## Assignment
Only the text is wanted; write out each record below exactly and exclude all pictures.

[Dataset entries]
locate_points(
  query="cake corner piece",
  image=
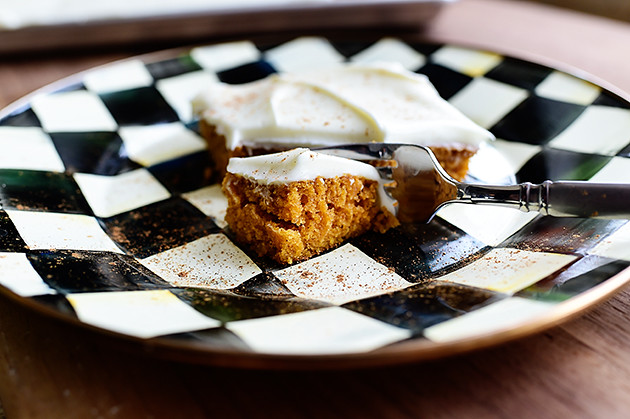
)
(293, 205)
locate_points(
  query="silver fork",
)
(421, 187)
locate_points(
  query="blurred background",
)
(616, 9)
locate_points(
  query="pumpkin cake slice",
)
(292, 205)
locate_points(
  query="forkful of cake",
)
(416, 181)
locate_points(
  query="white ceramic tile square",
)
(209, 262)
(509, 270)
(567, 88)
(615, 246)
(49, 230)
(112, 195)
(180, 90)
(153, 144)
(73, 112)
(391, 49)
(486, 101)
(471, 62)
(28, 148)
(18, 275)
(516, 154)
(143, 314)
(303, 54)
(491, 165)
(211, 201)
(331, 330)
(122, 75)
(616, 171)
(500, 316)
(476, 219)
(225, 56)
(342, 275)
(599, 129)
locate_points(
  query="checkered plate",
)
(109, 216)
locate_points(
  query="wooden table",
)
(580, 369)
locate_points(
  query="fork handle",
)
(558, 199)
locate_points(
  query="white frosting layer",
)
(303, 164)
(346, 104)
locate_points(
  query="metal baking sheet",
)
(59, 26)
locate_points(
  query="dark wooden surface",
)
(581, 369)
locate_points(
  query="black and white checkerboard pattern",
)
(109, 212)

## Response
locate_points(
  query="cake corner piece",
  image=
)
(293, 205)
locate_points(
  query="silver fork",
)
(421, 187)
locate_points(
  query="blurred background",
)
(616, 9)
locate_points(
  query="pumpkin cake slice",
)
(292, 205)
locate_points(
  query="forkful of cake",
)
(416, 181)
locate_points(
  query="white ceramic tile square",
)
(209, 262)
(509, 270)
(567, 88)
(615, 246)
(49, 230)
(112, 195)
(180, 90)
(153, 144)
(73, 112)
(391, 49)
(486, 101)
(471, 62)
(28, 148)
(18, 275)
(516, 154)
(143, 314)
(303, 54)
(491, 165)
(211, 201)
(331, 330)
(122, 75)
(616, 171)
(500, 316)
(476, 219)
(225, 56)
(342, 275)
(599, 129)
locate_points(
  query="checkered plate",
)
(109, 216)
locate_points(
  query="wooden table",
)
(580, 369)
locate_points(
  query="fork handle",
)
(558, 199)
locate_points(
  query="white frosting layer",
)
(303, 164)
(346, 104)
locate_points(
  query="metal baking sheet",
)
(59, 26)
locate_points(
  query="dark wooden surface",
)
(581, 369)
locate_points(
  query="black and white checkerboard pattern",
)
(109, 212)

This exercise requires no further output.